* **Task details**
Count the lines in the rows below that contain the string "wheel", with case counting, and reply with only that number.
---
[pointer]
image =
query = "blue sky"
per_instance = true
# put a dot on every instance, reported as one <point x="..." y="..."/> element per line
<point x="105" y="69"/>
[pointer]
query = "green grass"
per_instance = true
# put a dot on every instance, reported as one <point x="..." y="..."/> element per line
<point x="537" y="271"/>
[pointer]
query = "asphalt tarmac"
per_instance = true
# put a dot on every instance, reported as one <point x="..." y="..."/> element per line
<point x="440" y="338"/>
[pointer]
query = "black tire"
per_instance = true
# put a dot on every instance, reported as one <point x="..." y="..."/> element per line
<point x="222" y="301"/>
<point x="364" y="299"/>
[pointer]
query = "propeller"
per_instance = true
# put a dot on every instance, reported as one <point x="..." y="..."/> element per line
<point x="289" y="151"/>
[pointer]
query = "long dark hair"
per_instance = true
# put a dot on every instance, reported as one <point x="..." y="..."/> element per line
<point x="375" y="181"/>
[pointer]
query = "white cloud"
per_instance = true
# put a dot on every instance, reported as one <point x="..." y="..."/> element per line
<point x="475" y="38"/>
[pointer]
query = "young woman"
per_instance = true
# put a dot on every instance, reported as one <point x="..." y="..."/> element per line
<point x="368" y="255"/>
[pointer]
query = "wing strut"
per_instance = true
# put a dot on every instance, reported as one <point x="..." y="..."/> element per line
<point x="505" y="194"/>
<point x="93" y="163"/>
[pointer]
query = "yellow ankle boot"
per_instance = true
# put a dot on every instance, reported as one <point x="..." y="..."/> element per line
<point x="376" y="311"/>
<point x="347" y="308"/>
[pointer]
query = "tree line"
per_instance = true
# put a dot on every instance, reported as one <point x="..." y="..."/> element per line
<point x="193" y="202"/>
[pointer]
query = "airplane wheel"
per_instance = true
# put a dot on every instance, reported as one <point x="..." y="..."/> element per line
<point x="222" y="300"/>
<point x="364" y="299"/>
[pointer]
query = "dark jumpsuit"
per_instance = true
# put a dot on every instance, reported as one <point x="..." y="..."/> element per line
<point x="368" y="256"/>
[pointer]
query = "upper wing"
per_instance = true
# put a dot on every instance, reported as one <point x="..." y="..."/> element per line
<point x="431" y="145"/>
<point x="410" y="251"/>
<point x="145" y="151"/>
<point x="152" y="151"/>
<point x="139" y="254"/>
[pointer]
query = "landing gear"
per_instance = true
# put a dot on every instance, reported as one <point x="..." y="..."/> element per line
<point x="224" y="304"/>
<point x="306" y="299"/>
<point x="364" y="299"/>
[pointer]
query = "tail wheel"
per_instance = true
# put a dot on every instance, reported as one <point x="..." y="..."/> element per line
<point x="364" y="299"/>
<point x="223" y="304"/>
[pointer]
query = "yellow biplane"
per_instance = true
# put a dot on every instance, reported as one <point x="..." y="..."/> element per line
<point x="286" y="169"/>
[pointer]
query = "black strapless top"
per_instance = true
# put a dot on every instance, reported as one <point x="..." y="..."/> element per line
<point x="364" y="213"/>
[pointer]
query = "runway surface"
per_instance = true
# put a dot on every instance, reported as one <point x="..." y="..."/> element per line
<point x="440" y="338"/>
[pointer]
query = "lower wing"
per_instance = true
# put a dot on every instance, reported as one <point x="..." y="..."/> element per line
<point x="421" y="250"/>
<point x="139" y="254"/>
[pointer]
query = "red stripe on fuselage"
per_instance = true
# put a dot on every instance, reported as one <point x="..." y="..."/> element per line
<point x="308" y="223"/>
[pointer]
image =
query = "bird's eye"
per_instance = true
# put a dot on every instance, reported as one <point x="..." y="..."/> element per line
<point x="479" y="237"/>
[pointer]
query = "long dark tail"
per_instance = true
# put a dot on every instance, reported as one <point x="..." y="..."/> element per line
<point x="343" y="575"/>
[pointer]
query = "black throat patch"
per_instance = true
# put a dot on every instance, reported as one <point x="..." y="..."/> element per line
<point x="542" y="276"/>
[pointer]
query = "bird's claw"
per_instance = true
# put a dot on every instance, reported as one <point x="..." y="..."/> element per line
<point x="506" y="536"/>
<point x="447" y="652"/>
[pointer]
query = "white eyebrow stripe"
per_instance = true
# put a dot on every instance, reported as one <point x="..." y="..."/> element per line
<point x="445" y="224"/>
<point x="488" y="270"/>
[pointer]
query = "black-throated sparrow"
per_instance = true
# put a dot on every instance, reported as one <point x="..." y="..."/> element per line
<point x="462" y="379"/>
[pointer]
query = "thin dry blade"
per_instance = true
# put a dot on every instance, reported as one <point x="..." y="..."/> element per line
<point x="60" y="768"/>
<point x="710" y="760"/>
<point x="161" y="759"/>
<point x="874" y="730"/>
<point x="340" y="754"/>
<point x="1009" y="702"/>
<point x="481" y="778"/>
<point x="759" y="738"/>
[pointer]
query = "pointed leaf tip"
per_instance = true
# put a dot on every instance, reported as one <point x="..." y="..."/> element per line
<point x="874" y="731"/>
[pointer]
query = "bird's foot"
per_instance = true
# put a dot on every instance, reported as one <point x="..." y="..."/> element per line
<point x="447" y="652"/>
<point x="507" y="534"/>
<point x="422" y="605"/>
---
* **Reply to the task**
2